[Start of Selected passage]

Health Checks and Failover — Middle¶

A load balancer is only as good as its picture of which backends are alive. That picture is built from health checks — probes the LB (or orchestrator) runs against each backend — and it is acted on by failover: removing a bad backend from the rotation, draining its in-flight work, and eventually restoring it. At the junior level you learned that health checks exist. Here we cover the mechanics that decide whether a deploy is silent or a five-minute outage: active vs passive probing, the four tuning knobs (interval, timeout, healthy/unhealthy thresholds), the crucial split between liveness and readiness (shallow vs deep), connection draining on deregistration, and how failover actually behaves — including the failure modes it introduces.

[End of Selected passage]
[Start of Information shown]

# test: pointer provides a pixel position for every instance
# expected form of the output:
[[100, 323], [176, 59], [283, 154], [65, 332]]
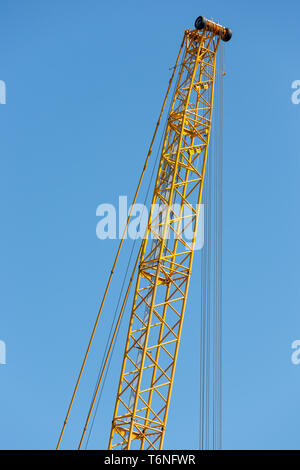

[End of Information shown]

**Directions:**
1. Translate this sentence from the health checks passage into Spanish: "A load balancer is only as good as its picture of which backends are alive."
2. Transcribe the health checks passage word for word, starting with "Health Checks and" and going on through "modes it introduces.".
The material is separate from the health checks passage.

**Responses to the exercise:**
1. Un balanceador de carga solo es tan bueno como su imagen de qué backends están vivos.

2.
Health Checks and Failover — Middle¶

A load balancer is only as good as its picture of which backends are alive. That picture is built from health checks — probes the LB (or orchestrator) runs against each backend — and it is acted on by failover: removing a bad backend from the rotation, draining its in-flight work, and eventually restoring it. At the junior level you learned that health checks exist. Here we cover the mechanics that decide whether a deploy is silent or a five-minute outage: active vs passive probing, the four tuning knobs (interval, timeout, healthy/unhealthy thresholds), the crucial split between liveness and readiness (shallow vs deep), connection draining on deregistration, and how failover actually behaves — including the failure modes it introduces.